> **Exercise prompt**
Output every entry below exactly, without its pictures.
== == ==
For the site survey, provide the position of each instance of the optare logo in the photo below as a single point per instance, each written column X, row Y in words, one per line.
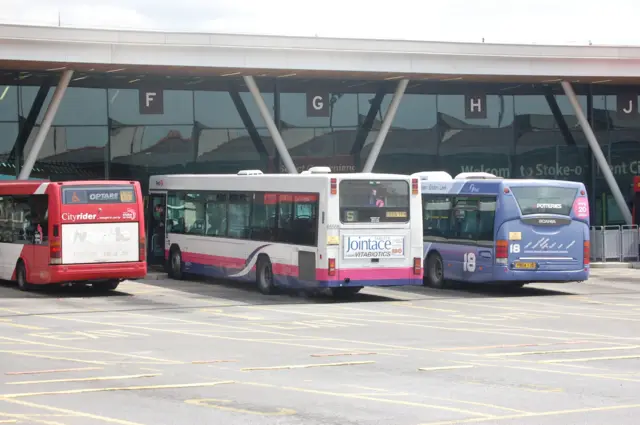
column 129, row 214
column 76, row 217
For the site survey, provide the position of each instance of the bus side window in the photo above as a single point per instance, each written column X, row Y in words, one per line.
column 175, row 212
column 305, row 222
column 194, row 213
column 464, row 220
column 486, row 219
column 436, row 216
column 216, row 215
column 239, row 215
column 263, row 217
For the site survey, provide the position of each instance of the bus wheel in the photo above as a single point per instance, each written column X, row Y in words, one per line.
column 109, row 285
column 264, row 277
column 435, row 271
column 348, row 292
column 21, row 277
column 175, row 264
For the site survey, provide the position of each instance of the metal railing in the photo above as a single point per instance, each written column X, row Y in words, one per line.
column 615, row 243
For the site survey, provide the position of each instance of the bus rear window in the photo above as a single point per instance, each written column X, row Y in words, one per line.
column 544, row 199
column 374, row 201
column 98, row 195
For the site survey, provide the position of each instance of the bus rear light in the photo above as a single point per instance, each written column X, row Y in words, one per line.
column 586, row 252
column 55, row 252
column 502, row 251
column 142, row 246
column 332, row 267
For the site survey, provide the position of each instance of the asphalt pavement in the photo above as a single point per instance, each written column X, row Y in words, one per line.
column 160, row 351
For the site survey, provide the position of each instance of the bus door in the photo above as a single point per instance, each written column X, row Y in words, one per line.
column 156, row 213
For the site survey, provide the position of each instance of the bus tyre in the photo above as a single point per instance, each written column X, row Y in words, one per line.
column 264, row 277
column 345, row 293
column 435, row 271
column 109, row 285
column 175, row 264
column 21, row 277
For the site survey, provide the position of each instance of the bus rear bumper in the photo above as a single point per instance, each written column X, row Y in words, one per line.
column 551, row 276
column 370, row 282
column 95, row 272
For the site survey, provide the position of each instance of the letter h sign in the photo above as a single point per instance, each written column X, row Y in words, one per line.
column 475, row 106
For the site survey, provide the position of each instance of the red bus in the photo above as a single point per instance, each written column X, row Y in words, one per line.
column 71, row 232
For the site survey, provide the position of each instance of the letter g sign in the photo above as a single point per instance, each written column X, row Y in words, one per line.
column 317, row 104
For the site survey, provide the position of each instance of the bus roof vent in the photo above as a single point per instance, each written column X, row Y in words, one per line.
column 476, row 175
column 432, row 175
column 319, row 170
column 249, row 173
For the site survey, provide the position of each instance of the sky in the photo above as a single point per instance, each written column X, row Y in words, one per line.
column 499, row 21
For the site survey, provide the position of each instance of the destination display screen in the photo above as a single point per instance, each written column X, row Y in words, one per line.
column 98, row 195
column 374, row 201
== == ==
> **Response**
For the site survey, provide the position of each instance of the optare logo in the photo below as a single point per instance, each written column X, row Y in words, one per line.
column 129, row 214
column 76, row 217
For the site survey, provide the position of each instance of the bus side window in the photo above as a single point per instance, each written column X, row Y in words, one per line.
column 175, row 212
column 305, row 222
column 194, row 213
column 464, row 220
column 486, row 219
column 436, row 216
column 216, row 215
column 239, row 215
column 263, row 217
For the site survey, provide the position of each instance of the bus wheel in the photo above as a single point per instance, each written column X, row Y in words, one per line.
column 109, row 285
column 264, row 277
column 435, row 271
column 348, row 292
column 21, row 277
column 175, row 264
For the site survey, provide the position of each instance of the metal railing in the photo above as a single point per instance, each written column X, row Y in words, one per line.
column 615, row 243
For the site survey, provide the position of each instance of the bus rear window in the photo above as a single point per instance, each written column X, row Y in words, one per line.
column 544, row 199
column 374, row 201
column 98, row 195
For the site survey, provide the position of each instance of the bus rear light in the photo above as a single point per instance, each written column X, row Y in words, one per line.
column 586, row 252
column 55, row 252
column 502, row 251
column 142, row 246
column 332, row 267
For the site survey, provide the position of each instance of the asphalt pavement in the photo above as a single point per instance, each written column X, row Y in words, one per line.
column 160, row 351
For the site survey, provide the position of each instance of the bus door in the photo above as a single point per instance, each written column X, row Y in words, one per line.
column 156, row 213
For the site survey, provide the position of each instance of the bus tyre in the photo above as a single point per instance, each written column X, row Y in words, one per line.
column 264, row 277
column 345, row 293
column 435, row 271
column 109, row 285
column 175, row 264
column 21, row 277
For the site survey, provide the position of each instance of the bus rear bumper in the photo above as a single point per instance, each written column X, row Y in words, one per line.
column 551, row 276
column 370, row 282
column 95, row 272
For the site survey, provide the position of each instance of the letter h sign in the photo above as a single point per instance, each written column X, row Y in words, one per line.
column 475, row 106
For the site survey, provide the position of each instance of the red bus in the photo above as a single point per instance, each written column X, row Y in words, one per line.
column 71, row 232
For the site survey, provide the position of each instance of the letter g sign in the photo above as a single point per instance, each written column X, row Y in words, one per line.
column 317, row 104
For the site survey, provide the position of each instance of the bus roof vent in the photo above as a single point per instance, each written column X, row Y in words, one per line.
column 476, row 175
column 432, row 175
column 319, row 170
column 249, row 173
For the site survey, provide the position of each instance of the sky in the photo above as a single point per instance, each written column X, row Y in words, one per line.
column 499, row 21
For the site survey, provide the position of each instance of the destination display screen in the photo above as a single point per instance, each written column X, row Y in words, one per line.
column 98, row 195
column 374, row 201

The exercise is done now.